> **WHAT YOU NEED TO DO**:
Exclude images, then output the remaining data verbatim.

++++++++++++++++++++

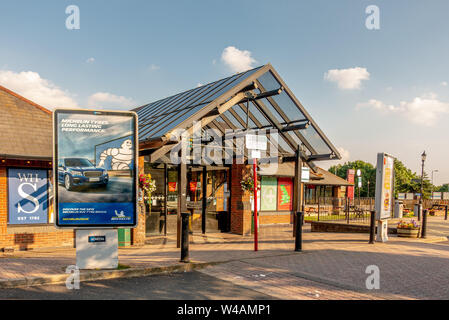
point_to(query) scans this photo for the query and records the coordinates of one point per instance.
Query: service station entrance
(207, 199)
(193, 145)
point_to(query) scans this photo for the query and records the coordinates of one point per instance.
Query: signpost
(95, 174)
(255, 143)
(384, 193)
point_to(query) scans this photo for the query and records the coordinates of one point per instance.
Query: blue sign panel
(27, 196)
(96, 168)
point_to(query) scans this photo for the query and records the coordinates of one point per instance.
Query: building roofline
(25, 99)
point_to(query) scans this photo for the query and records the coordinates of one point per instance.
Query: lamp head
(423, 156)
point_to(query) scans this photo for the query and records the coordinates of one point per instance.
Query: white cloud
(106, 100)
(424, 110)
(30, 85)
(347, 79)
(237, 60)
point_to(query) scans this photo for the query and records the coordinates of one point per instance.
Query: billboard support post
(95, 171)
(384, 194)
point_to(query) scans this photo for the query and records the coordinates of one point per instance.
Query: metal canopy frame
(221, 104)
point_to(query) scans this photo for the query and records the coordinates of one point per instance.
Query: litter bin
(398, 209)
(124, 237)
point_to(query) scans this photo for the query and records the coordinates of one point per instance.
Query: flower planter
(408, 233)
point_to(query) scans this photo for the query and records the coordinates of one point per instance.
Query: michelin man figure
(120, 157)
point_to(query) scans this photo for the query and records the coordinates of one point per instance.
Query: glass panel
(287, 105)
(233, 81)
(258, 115)
(315, 140)
(268, 81)
(270, 108)
(242, 115)
(168, 126)
(233, 120)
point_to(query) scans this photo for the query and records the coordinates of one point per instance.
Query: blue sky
(128, 53)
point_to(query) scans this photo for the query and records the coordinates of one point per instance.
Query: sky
(370, 90)
(80, 134)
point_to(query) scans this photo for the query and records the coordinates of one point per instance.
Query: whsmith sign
(27, 196)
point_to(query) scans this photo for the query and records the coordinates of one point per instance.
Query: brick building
(26, 147)
(183, 144)
(181, 134)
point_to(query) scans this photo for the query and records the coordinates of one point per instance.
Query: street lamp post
(433, 189)
(423, 159)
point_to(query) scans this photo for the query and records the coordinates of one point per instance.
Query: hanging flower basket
(148, 186)
(408, 229)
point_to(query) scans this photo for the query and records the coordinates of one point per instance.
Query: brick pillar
(240, 201)
(138, 233)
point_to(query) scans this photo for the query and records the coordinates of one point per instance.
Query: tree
(443, 188)
(405, 180)
(368, 173)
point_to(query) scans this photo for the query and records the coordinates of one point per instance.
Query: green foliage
(405, 179)
(443, 188)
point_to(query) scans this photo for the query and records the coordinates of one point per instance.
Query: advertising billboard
(350, 178)
(285, 194)
(384, 186)
(27, 196)
(268, 193)
(95, 168)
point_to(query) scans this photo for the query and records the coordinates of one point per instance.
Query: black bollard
(185, 236)
(424, 224)
(298, 238)
(372, 227)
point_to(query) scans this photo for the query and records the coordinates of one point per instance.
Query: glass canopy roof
(257, 99)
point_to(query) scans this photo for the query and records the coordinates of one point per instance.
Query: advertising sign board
(268, 193)
(285, 194)
(350, 177)
(305, 174)
(95, 168)
(384, 186)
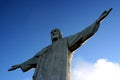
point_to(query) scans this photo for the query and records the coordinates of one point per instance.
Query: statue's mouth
(55, 39)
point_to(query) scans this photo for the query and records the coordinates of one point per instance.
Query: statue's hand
(103, 15)
(14, 67)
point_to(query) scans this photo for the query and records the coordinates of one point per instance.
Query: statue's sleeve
(76, 40)
(27, 65)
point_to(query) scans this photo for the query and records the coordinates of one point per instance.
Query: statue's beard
(54, 39)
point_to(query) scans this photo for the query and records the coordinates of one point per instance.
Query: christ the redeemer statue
(54, 61)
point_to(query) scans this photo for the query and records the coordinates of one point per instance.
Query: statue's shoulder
(42, 51)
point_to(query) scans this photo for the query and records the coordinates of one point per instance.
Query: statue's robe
(54, 61)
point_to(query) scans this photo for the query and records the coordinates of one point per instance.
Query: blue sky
(25, 27)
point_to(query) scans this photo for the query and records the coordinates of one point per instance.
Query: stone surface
(54, 61)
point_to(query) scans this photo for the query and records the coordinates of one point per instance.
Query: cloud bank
(102, 69)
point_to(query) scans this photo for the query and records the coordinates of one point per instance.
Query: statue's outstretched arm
(103, 15)
(14, 67)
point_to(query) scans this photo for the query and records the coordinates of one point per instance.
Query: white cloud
(102, 69)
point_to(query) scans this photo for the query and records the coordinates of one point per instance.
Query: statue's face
(55, 35)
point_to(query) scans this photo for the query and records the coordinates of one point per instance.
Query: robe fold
(54, 61)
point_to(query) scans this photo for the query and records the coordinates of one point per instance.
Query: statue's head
(55, 34)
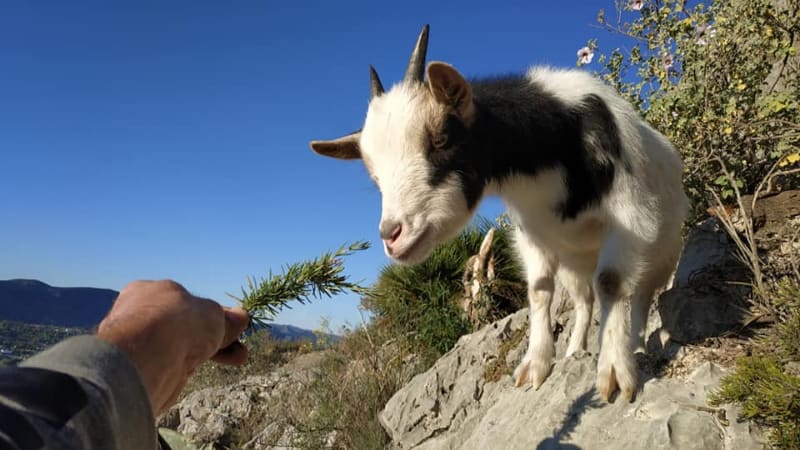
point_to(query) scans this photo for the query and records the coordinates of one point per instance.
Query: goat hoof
(609, 381)
(531, 371)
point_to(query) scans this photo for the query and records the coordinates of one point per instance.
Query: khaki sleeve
(83, 393)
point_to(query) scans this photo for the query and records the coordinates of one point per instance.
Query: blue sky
(154, 139)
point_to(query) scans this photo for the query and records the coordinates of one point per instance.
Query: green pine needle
(300, 282)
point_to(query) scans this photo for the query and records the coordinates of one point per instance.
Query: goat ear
(346, 147)
(449, 87)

++++++++++++++++++++

> **COMPLETED TASK**:
point_to(query) scans this photo for the query and records the coordinates of one point per instance.
Query: service station entrance
(207, 199)
(193, 145)
point_to(query) scans this photo for the query and records the coordinates of one point per instance.
Query: signpost
(95, 174)
(255, 143)
(384, 193)
point_to(query) scans this photo for the query and records the coordinates of one point per instance.
Query: blue sign panel
(27, 196)
(96, 168)
point_to(query) scans this photo for the query and records the coordinates of one point per instance.
Query: building roofline
(25, 99)
point_to(query) scans this photo for the query and records the coordinates of one point per instance.
Query: lamp head
(423, 156)
point_to(query) scans this photo for the query and records the coordinates of one point per instance.
Query: white cloud
(106, 100)
(424, 110)
(30, 85)
(347, 79)
(237, 60)
point_to(query) scans this photo for the query and records the coordinates of one point per instance.
Query: billboard support post
(95, 171)
(384, 194)
point_to(query) scans this photo for the query and records the coordinates of one point per instance.
Query: metal canopy frame
(221, 104)
point_to(query) scans this photo for the query and records the coordinates of one point per instance.
Query: litter bin
(398, 209)
(124, 237)
point_to(query) scans this photo for the query and records the coordinates of one point per instance.
Query: flower planter
(408, 233)
point_to(query) scans this photo for the query and records the coordinates of one point per instance.
Query: michelin man figure
(120, 157)
point_to(query) scans this photo for the query and records the coordinates of one point per instance.
Query: glass panel
(287, 105)
(233, 81)
(258, 115)
(315, 140)
(268, 81)
(270, 108)
(242, 115)
(168, 126)
(233, 120)
point_to(query) scans this photo for the query and records the coordinates of one point per instance.
Query: blue sky
(128, 53)
point_to(query) scans this photo for the query and records the coordinates of one point per instance.
Query: sky
(370, 90)
(80, 134)
point_to(query) scans this photo for the query and records the coordinates of one point per instance.
Query: whsmith sign
(27, 196)
point_to(query) scans this photo for the query and records the coordinates of one point per instance.
Query: brick building
(26, 147)
(183, 144)
(181, 134)
point_to(query) scans this photo for the query and records the coordinates of one point per instance.
Query: street lamp post
(433, 189)
(423, 159)
point_to(query) scans this photo for the query and records the coordinates of one point per instance.
Query: hanging flower basket
(148, 186)
(408, 229)
point_to(query) scans this photo for the query and records the coordinates of one point per instance.
Query: brick pillar
(240, 201)
(138, 233)
point_to(query) scans this photo for the query and records the coordinates of one point per instance.
Query: tree
(443, 188)
(405, 180)
(368, 173)
point_to(query) scans this photo for the query and records the coordinates of one point per instance.
Query: green foliage
(405, 179)
(443, 188)
point_to(query) scans this photo for the query and records the coordinates of one point per instance.
Query: advertising billboard
(350, 178)
(285, 194)
(384, 186)
(27, 196)
(268, 193)
(95, 168)
point_to(query) scans this photo for the query and records the coordinates of one point per instance.
Query: black bollard
(185, 236)
(424, 224)
(298, 238)
(372, 227)
point_to(query) scans this photo for the query and records the coordinates of one point per instance.
Query: glass canopy roof
(257, 99)
point_to(query) scans this photo for the query and records the coordinates of one point per instance.
Query: advertising sign board
(268, 193)
(285, 194)
(350, 177)
(305, 174)
(95, 168)
(384, 186)
point_to(query) scans this photo for the query and records the coordinates of one point per instance.
Query: statue's mouth
(55, 39)
point_to(query) scans this photo for the query and records the coordinates of one point per instance.
Query: statue's hand
(103, 15)
(14, 67)
point_to(query) scans this photo for the query and records the coordinates of one point per instance.
Query: statue's sleeve
(76, 40)
(27, 65)
point_to(query) scans this photo for the query and records the coordinates of one point per instance.
Query: statue's beard
(54, 39)
point_to(query) scans this photo for the query and records the coordinates of one point per instance.
Query: christ the redeemer statue
(54, 61)
point_to(query) scans this photo for the query and records the coordinates of one point per instance.
Query: statue's shoulder
(42, 51)
point_to(query) scans this photo for the query and records the coordinates of one point per instance.
Query: statue's robe
(54, 61)
point_to(query) scans this photo for the query and records the coordinates of one point per instance.
Query: blue sky
(25, 27)
point_to(query) scans this photo for the query and records the coordinates of one point per instance.
Query: stone surface
(54, 61)
point_to(query) scans this photo for the query and records the coordinates of one point per instance.
Query: cloud bank
(102, 69)
point_to(query) scans this photo for the query and records the coordinates of one point per instance.
Query: statue's outstretched arm
(103, 15)
(14, 67)
point_to(query) scans this photo for the query and records the coordinates of one point per instance.
Query: white cloud
(102, 69)
point_to(query) scans this photo for the query and records the coordinates of one point per instance.
Query: statue's face
(55, 35)
point_to(query) scans this photo for the query and records the coordinates of one point per instance.
Query: robe fold
(54, 61)
point_to(query) scans this photo for the query and records the coordinates of one point per instance.
Query: statue's head
(55, 34)
point_to(query) scans this photo for the query and records the coordinates of one point per instance.
Query: goat hoof
(609, 381)
(531, 371)
point_to(query) scans this photo for the query and records the coordinates of one point per instance.
Query: khaki sleeve
(83, 393)
point_to(query) scans this photo for the query and records the coordinates of one point per instance.
Query: blue sky
(154, 139)
point_to(query) scans this photo for the query and records the coordinates of one point per instance.
Query: green pine needle
(300, 282)
point_to(query) scans this photo for the query and records the coordinates of one point per instance.
Query: goat ear
(346, 147)
(449, 87)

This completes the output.